### Work to do
Write out, word for word, the stretch of the post on education from "As long as the" through "can't be ignored.".

RE: A Cascade of Education.

@riverflows · 2025-08-12 02:25 · Reflections

Education is always the salvation. There's a lot of negativity around education systems as they currently stand, but of course education empowers. There's so much research into how education can give people autonomy over their lives, more choices, more resources, more means to make a better life for themselves.

As long as the parents do their part and instill values in their children that promote learning and improvement.

Having spent years as an educator myself, this is often the issue - having a negative view of teachers and schools, and not making a distinction between then and now, or teaching the child to be curious and value education despite the things they may not like about it - has such a big influence on students. I have so little respect for hte parents who come in and say in front of their child: 'oh I hated school' or 'you'll never need to know that in real life' or 'no wonder you're bad at that, I never was' - set such poor examples for their child and limit their ability to get ahead through education. Of course, no one has to have a university education, but a solid foundation provides such benefits to life and can't be ignored.

Even if it's the ability to dissassemble the bullshit we're fed via governments and media. To think critically.

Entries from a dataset
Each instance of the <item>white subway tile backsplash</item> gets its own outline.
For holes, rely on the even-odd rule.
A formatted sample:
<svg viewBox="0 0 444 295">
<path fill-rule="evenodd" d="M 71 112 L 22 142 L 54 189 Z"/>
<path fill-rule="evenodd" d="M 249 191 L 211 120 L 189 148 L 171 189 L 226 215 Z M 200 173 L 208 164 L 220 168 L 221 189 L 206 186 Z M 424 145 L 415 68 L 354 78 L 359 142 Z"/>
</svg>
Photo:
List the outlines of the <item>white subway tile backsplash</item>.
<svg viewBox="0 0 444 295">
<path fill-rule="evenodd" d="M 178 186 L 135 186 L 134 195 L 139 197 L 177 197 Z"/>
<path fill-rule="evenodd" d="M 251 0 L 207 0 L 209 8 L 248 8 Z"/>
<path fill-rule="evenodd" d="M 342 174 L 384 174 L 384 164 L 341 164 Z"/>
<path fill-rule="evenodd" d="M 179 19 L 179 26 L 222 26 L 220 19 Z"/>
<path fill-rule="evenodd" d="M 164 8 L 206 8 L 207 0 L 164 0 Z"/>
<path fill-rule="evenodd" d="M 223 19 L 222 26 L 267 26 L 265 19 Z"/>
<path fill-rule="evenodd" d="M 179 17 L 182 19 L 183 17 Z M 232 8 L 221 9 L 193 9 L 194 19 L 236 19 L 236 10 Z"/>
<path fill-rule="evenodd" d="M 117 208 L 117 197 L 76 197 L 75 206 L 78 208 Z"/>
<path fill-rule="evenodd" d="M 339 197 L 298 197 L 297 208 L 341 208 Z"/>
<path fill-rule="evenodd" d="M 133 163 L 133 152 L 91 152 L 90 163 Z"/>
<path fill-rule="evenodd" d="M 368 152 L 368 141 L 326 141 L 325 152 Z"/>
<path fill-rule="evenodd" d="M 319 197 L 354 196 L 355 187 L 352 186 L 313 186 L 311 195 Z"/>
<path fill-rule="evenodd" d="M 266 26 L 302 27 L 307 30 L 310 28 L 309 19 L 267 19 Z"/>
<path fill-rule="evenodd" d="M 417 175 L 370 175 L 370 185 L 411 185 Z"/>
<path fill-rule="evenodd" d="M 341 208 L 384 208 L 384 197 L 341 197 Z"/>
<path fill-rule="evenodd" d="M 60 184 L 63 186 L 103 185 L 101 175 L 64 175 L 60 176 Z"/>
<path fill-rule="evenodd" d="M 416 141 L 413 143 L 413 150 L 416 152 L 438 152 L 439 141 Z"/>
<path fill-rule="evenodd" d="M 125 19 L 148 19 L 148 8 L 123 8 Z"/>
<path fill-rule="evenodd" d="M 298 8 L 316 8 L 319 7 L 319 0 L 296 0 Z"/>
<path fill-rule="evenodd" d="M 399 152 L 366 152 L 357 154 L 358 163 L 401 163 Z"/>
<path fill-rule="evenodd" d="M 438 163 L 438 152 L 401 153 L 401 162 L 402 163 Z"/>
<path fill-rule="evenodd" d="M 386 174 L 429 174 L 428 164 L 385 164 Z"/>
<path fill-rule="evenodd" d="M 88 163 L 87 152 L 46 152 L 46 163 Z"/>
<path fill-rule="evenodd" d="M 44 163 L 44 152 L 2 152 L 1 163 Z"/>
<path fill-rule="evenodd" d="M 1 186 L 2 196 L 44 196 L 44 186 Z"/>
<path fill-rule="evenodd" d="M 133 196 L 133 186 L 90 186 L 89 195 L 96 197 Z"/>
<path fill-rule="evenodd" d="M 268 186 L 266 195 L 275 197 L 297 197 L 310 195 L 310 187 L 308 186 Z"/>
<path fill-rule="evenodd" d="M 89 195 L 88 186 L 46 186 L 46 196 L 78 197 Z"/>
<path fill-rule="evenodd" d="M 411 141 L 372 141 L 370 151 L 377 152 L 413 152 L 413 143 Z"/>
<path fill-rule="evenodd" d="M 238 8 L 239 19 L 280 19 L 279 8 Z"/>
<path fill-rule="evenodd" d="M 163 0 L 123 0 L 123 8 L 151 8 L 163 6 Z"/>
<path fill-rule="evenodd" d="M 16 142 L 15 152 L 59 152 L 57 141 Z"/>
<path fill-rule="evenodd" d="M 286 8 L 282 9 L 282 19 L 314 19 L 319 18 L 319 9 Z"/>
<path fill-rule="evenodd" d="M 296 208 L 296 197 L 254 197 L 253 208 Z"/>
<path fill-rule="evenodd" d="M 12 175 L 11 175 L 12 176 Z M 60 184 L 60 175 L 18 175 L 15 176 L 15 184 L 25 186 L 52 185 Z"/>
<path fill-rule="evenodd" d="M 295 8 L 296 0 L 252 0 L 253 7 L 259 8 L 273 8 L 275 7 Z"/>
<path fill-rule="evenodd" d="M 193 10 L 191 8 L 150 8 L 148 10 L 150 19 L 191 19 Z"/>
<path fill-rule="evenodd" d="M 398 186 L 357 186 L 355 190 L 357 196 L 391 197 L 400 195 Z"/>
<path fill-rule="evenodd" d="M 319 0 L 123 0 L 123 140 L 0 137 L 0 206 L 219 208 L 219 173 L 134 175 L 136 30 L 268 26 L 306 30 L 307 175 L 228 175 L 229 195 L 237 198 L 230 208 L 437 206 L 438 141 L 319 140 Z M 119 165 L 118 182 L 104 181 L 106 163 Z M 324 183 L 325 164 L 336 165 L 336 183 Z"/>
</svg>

### Task result
As long as the parents do their part and instill values in their children that promote learning and improvement.

Having spent years as an educator myself, this is often the issue - having a negative view of teachers and schools, and not making a distinction between then and now, or teaching the child to be curious and value education despite the things they may not like about it - has such a big influence on students. I have so little respect for hte parents who come in and say in front of their child: 'oh I hated school' or 'you'll never need to know that in real life' or 'no wonder you're bad at that, I never was' - set such poor examples for their child and limit their ability to get ahead through education. Of course, no one has to have a university education, but a solid foundation provides such benefits to life and can't be ignored.